- DOCUMENT TEXT
Therrien balances family, hockey

Joe Starkey
| Sunday, February 11, 2007 12:00 a.m

There’s no telling where Penguins coach Michel Therrien would be if he’d accepted that scholarship to play second base for Palm Beach (Fla.) Junior College 26 years ago.

He might be coaching professional baseball somewhere, or perhaps working in telecommunications for Bell Canada, as he was in 1990 when a chance meeting at a Montreal mall altered the course of his existence.

Back then, Therrien was climbing utility poles for a living.

Today, he is climbing the Eastern Conference standings — and has little time to ponder what might have been.

The man is busier than a Bill Cowher sweater, splitting his days between running a single-parent household and the NHL’s most-improved team. If he isn’t monitoring ice times for Sidney Crosby and Evgeni Malkin, he is checking bedtimes for daughter Elizabeth, 14, and son Charles, 13.

Nine days ago, Therrien, 43, sat in his Mellon Arena office and considered the following question: Is there something people would be surprised to know about you?

“You know what, the thing I’m most proud of• I have the custody of my kids,” he said, in a thick French accent. “It’s three years that we’re together, the three of us. I got divorced, and I fought to get my kids. It was important for me that I was the one who raised them.”

Turns out Therrien’s tale is full of surprises — some good, some bad. The important thing is that he’s still climbing the pole.

And that he has never stopped fighting.

Father and son

Should a hypnotist ever ask Therrien to close his eyes and conjure a pleasant time and place, this would be an option: Feb. 11, 1971, at the old Montreal Forum.

That was the night Therrien, 7, sat next to his father and roared when Canadiens legend Jean Beliveau scored his 500th goal.

“I still remember the move he did,” Therrien said.

Jerry and Rachel Therrien raised their only child in Saint-Leonard, a Montreal suburb notable for producing some terrific goaltenders in Martin Brodeur and Roberto Luongo. Jerry Therrien was an accountant for the Port of Montreal. He had a distance runner’s build, loved hockey, finished more than one Montreal Marathon and governed his household the way his son would one day govern his hockey teams — with tough love.

Jerry Therrien was a solid presence in his son’s life, instilling in him a keen sense of loyalty.

“Jerry was always hanging around arenas where Mike (a common reference for Michel Therrien) was playing and coaching,” said Marc Lachapelle, a veteran sportswriter for the Journal de Montreal. “He didn’t miss many games.”

Jerry Therrien, 75, still follows his son’s career, though a series of strokes has left him blind and bedridden in Montreal. Therrien visited his father last Saturday, the night before the Penguins played the Canadiens.

“He can understand things, but he’s paralyzed and blind,” said Therrien, whose mother is healthy and living in an apartment in Montreal. “We had to put him in a place. It’s tough, because I always had such a close relationship with him.”

- EXERCISE DATA

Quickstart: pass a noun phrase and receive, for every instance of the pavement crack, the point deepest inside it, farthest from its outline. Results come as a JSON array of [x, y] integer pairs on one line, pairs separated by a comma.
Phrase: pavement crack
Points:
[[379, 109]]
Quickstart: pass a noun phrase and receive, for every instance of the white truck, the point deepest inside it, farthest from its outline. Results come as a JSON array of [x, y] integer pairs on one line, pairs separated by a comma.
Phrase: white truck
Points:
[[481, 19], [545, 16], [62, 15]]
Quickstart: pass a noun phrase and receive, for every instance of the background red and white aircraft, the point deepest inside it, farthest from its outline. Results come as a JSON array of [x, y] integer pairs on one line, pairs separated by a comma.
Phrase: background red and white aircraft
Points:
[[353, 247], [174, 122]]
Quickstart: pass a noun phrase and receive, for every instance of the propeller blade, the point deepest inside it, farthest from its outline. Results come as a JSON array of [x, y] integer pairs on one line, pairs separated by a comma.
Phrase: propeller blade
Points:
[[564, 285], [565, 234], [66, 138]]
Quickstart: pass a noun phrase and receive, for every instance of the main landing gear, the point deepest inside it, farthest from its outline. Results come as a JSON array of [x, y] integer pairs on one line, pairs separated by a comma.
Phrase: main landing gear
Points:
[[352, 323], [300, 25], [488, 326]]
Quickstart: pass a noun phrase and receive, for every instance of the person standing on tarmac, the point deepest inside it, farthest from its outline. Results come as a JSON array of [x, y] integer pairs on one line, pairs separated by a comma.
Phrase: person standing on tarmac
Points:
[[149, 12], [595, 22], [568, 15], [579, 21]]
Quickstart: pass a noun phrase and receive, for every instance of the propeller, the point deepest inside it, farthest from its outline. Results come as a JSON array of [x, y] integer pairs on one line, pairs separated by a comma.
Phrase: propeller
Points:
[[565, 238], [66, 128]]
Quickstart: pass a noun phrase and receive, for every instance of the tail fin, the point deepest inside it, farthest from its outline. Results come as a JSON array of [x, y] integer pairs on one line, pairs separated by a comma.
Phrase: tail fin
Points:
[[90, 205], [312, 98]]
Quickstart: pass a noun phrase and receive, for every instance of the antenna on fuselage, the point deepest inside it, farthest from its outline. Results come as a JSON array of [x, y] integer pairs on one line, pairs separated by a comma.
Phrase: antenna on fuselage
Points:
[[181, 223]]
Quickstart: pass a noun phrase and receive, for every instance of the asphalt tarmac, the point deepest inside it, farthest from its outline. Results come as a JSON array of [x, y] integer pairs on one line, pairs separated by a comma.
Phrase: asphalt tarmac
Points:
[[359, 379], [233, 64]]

...

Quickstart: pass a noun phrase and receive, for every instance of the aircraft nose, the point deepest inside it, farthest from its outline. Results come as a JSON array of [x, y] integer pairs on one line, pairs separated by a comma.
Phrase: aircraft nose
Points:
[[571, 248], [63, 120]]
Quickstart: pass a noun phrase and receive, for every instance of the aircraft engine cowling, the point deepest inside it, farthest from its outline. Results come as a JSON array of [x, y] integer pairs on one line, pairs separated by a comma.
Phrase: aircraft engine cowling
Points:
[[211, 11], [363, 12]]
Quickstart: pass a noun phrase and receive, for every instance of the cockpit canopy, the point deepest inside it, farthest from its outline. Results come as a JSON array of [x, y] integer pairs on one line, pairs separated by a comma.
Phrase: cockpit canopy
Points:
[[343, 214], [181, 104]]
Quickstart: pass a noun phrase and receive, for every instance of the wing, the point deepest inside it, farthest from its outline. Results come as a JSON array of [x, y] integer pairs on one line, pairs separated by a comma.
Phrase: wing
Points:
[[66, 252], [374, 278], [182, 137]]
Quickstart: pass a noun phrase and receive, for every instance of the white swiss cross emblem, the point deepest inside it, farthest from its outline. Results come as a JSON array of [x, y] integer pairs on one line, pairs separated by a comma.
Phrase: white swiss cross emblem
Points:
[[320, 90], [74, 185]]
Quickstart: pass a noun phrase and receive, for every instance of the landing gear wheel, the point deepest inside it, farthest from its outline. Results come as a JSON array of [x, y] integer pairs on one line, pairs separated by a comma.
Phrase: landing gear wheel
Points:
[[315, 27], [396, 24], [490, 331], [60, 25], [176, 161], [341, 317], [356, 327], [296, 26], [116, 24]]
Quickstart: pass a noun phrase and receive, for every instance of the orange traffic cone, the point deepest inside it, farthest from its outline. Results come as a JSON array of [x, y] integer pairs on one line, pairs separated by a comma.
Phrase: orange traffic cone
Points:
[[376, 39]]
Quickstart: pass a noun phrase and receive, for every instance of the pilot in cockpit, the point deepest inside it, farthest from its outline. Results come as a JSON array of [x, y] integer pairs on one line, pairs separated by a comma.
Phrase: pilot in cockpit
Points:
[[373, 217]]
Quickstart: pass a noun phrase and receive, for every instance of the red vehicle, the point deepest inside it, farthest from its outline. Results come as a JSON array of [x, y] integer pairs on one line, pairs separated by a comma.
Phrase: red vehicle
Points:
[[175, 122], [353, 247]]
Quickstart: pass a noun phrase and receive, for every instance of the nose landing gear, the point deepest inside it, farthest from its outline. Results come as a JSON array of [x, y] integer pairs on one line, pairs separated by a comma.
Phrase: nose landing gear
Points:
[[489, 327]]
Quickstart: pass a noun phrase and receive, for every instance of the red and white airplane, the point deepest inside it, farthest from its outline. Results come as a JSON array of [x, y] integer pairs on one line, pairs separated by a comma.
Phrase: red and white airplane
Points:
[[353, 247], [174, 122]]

- EXERCISE PROMPT
In the article about Michel Therrien, what job did his father Jerry hold? The records come from a different source than the article.

- SOLVED EXERCISE
He was an accountant for the Port of Montreal.